──────── Section de texte ────────
C'est donc le principe même de la séparation des pouvoirs, qui s'oppose à ce que les tribunaux surseoient, pour qu'il soit statué par le pouvoir exécutif sur l'exception soulevée. La doctrine est aujourd'hui fixée à cet égard, et nous engageons le lecteur, pour compléter ce qui précède, à se reporter à la démonstration plus développée que M. Ducrocq a donnée de cette règle. (Théorie de l'extradition, p 38 et suiv.)

La thèse devait être d'autant plus rigoureusement établie, qu'elle avait contre elle, non-seulement l'autorité de quelques jurisconsultes, mais encore les premières décisions des tribunaux et de la chancellerie elle-même. M. Faustin Hélie cite un arrêt de la Cour de cassation, du 4 septembre 1840, décidant que la Cour d'assises doit surseoir quand l'exception préjudicielle, élevée contre l'acte d'extradition, touche à l'interprétation de la convention diplomatique en vertu de laquelle l'extradition a eu lieu. D'autre part, la circulaire ministérielle de 1841, s'appuyant sur le même arrêt, dit expressément : « Quand on soutient devant un tribunal, ou qu'une extradition est irrégulière, ou qu'elle est interprétée dans un sens, soit trop favorable, soit préjudiciable à l'inculpé, le

tribunal doit surseoir jusqu'à ce que le gouvernement ait fait connaître sa décision. "
──────── Données enregistrées ────────
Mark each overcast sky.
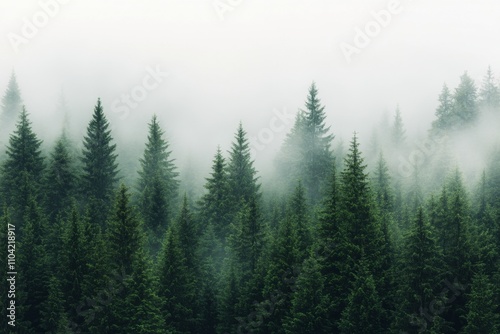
────────
Consigne:
D'après la section de texte, quelle juridiction a rendu l'arrêt du 4 septembre 1840 cité par M. Faustin Hélie ? Répondez en une phrase, s'il vous plaît.

Résultat de l'exercice:
C'est la Cour de cassation qui a rendu cet arrêt.